> [Requirements]:
Return every line in the records that contains the word "screen".

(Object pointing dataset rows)
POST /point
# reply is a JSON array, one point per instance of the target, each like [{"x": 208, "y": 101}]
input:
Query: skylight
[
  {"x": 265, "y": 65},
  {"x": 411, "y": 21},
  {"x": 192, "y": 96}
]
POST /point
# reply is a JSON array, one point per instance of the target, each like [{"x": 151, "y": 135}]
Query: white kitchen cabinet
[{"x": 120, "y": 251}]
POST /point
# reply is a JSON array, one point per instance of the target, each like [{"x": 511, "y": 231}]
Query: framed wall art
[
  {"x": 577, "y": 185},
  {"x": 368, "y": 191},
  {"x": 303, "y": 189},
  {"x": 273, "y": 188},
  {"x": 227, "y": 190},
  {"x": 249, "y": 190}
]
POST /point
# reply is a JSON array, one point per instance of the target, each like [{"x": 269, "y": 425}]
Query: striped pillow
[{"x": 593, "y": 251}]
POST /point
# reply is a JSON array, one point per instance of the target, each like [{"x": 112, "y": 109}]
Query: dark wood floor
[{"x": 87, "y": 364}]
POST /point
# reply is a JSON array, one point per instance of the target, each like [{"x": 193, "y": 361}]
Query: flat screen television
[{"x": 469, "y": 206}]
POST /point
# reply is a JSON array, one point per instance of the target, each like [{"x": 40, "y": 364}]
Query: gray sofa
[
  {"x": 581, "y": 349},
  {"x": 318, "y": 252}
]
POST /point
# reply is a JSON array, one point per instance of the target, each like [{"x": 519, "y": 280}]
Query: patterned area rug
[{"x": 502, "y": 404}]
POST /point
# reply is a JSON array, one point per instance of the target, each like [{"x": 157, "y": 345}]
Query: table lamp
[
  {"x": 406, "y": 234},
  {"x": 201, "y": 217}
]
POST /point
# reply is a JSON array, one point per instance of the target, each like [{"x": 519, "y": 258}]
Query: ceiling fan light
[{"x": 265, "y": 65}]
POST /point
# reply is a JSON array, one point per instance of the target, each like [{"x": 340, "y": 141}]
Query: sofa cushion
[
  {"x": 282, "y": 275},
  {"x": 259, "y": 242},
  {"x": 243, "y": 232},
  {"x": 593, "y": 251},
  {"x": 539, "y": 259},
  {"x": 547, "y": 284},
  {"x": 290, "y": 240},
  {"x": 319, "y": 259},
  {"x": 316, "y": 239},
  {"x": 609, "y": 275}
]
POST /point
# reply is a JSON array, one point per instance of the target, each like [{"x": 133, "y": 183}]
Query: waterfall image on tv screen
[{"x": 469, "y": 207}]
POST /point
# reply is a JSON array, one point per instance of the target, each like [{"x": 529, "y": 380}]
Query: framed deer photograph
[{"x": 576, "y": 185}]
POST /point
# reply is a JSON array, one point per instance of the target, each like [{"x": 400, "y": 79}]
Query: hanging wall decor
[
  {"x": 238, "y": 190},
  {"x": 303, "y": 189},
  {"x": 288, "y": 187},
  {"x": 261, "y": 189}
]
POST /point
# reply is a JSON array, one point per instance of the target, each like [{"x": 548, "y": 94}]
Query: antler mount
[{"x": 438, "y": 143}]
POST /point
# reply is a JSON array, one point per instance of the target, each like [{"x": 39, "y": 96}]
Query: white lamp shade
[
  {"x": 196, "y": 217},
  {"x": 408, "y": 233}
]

> [Full answer]:
Query: flat screen television
Query: waterfall image on tv screen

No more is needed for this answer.